[Saved entries]
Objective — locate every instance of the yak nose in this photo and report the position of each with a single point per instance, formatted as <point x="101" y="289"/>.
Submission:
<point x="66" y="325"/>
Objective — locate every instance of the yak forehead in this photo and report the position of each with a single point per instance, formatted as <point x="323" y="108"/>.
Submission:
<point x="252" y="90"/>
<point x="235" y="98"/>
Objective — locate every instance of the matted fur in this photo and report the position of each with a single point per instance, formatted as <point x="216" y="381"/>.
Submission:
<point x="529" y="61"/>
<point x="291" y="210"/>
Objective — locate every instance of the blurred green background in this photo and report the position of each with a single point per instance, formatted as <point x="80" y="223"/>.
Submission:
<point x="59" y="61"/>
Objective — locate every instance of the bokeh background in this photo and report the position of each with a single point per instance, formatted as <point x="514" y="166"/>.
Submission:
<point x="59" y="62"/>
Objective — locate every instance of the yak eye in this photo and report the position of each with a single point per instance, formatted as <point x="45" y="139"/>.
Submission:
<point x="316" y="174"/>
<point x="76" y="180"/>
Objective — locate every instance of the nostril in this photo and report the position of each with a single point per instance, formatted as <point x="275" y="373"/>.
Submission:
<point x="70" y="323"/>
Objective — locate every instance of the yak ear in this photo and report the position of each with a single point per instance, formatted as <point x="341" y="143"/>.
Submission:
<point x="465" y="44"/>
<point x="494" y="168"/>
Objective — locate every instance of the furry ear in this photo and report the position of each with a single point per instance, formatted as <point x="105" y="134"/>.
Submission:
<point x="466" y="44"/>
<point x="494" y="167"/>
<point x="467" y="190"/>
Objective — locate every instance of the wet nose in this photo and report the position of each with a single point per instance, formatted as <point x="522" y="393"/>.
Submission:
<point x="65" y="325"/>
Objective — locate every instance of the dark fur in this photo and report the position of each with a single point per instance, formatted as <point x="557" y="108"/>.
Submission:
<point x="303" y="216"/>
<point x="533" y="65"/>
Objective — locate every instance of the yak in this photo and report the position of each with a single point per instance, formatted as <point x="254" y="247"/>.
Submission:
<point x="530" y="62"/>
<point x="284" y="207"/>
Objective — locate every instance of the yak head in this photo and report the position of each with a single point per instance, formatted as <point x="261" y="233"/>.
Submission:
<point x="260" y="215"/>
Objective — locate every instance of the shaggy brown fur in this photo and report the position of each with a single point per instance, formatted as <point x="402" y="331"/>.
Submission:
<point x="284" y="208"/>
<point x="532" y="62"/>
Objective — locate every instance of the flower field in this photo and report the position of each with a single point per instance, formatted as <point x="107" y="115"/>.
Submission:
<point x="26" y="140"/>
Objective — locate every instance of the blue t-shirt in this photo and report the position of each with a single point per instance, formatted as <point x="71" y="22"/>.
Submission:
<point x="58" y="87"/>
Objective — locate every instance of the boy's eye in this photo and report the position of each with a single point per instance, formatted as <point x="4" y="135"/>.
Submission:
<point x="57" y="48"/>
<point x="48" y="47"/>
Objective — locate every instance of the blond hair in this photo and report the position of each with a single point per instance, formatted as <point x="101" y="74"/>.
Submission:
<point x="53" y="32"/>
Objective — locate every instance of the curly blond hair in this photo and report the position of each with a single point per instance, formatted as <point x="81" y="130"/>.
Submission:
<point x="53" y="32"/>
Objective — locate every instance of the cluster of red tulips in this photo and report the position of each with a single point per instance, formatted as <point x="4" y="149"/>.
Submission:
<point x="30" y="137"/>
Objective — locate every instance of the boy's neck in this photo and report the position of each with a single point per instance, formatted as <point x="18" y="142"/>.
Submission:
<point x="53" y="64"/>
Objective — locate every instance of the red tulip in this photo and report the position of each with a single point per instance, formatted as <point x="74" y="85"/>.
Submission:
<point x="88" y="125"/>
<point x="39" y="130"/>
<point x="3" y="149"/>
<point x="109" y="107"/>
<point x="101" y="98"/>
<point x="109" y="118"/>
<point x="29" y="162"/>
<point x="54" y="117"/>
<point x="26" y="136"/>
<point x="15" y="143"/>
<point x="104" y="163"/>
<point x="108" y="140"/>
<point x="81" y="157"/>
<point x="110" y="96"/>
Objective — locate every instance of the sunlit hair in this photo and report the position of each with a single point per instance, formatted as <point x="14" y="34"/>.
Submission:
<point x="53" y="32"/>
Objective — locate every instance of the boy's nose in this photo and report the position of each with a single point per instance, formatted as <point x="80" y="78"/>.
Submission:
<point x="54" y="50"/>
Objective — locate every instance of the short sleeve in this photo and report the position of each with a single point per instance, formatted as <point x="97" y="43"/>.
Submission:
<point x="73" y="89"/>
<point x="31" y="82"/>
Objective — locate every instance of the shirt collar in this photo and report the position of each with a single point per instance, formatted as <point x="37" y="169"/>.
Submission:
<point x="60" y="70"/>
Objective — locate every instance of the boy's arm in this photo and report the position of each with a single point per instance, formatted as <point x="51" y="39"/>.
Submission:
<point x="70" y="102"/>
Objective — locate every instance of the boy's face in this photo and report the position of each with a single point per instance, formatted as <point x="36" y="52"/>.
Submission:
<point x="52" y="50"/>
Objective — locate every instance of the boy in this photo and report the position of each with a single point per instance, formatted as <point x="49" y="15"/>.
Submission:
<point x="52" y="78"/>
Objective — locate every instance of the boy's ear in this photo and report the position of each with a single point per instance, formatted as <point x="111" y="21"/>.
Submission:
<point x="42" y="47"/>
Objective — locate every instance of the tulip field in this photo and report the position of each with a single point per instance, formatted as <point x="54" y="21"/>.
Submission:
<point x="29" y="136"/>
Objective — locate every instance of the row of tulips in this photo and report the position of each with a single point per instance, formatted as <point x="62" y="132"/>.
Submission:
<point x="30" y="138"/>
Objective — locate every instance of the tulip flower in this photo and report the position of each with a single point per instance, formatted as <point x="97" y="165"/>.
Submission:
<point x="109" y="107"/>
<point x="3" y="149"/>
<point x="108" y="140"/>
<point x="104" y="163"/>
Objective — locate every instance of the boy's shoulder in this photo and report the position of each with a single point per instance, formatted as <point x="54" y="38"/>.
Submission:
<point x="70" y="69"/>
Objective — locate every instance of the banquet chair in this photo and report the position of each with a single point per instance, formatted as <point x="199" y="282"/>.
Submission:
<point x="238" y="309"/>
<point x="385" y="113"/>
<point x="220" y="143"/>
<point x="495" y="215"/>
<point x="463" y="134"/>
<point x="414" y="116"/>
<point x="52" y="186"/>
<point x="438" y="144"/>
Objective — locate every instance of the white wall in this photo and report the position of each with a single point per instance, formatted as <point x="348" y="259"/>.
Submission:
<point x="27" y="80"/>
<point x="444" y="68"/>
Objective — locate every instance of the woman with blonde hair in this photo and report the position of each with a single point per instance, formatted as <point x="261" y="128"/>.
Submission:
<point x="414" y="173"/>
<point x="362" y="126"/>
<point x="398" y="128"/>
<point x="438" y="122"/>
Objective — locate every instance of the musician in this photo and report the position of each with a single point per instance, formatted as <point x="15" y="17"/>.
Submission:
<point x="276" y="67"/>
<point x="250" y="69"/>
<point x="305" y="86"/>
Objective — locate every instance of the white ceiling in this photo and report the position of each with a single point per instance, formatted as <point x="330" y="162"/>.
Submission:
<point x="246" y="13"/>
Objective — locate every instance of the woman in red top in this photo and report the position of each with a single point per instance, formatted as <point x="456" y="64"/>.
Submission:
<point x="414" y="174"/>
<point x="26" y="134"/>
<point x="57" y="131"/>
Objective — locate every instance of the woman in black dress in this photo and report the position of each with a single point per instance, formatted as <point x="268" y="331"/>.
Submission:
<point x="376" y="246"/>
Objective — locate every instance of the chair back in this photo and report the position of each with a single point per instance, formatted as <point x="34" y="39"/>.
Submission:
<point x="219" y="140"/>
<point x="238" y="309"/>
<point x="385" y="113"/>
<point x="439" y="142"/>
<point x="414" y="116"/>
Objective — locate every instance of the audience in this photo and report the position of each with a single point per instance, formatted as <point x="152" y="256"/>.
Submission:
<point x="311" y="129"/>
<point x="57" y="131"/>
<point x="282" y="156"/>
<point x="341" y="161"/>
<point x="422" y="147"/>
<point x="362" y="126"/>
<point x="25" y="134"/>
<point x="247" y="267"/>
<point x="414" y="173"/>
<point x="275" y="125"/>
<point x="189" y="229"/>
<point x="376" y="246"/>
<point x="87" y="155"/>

Required work - The result should be every line that contains "woman", copied from the entries.

Written response -
Objective — locate every instance of the woman with blonde hair in this photo and report the position of each with a single point per instance, formatted as <point x="261" y="128"/>.
Objective — locate every instance of the woman in red top in this photo and report the position of each with a single point per instance, formatted as <point x="456" y="64"/>.
Objective — locate every instance of the woman in black dress in this photo and report the position of each with a single point per instance, formatted as <point x="268" y="331"/>.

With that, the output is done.